▶ Aim of the task
Update the entries below by changing each "bounding box" to "box coordinates" and leaving every other word as it is.

▶ Listed entries
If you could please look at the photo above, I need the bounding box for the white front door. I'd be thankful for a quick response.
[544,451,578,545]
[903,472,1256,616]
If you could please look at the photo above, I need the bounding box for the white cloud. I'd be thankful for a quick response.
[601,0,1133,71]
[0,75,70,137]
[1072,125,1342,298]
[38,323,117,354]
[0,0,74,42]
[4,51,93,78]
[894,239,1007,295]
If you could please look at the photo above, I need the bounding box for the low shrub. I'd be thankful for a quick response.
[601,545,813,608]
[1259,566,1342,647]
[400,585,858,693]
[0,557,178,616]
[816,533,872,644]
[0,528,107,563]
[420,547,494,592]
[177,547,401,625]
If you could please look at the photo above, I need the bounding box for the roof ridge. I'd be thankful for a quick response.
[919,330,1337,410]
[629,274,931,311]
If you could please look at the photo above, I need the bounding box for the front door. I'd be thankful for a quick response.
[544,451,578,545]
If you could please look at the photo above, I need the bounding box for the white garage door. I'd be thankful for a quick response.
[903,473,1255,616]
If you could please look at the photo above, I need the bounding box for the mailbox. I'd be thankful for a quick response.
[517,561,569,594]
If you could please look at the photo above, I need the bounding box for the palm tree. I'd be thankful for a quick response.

▶ Answer to this task
If you could please look at the photo above, I need the box coordinates for the white front door. I'd be thankful for a quick response.
[544,451,578,545]
[903,472,1256,616]
If you could please look at the photo above, I need the box coordinates for the white cloud. I'd be thankful for a quick response.
[601,0,1133,71]
[0,75,70,137]
[1072,125,1342,298]
[38,323,117,354]
[0,0,74,42]
[4,51,93,78]
[894,239,1007,295]
If you could please look at the photo above, I need the box coordinates for the low shrub. I'd be thankful for a quick response.
[601,545,813,608]
[1259,566,1342,647]
[400,585,858,693]
[0,557,178,616]
[816,533,872,644]
[0,528,107,563]
[420,547,494,592]
[177,547,401,625]
If you could please look at the photo above, I need the box coordinates for the roof ridge. I'd be thankful for a quick response.
[919,330,1337,410]
[629,274,931,311]
If you could please look at the photo above, I need the box coordinates for the front door. I'd be thankful for a quick response.
[544,451,578,545]
If you could please look at the photo above, I need the box coordinates for the white garage door. I'd be thankful for a quick response.
[903,473,1255,616]
If you could please look at the photo above, I need the box coordinates for the mailbox. I'd be thankful for a quick response.
[517,561,569,594]
If you could please look at the photo above, I need the box coordinates for the palm tree. I'd be thankful for a quick response.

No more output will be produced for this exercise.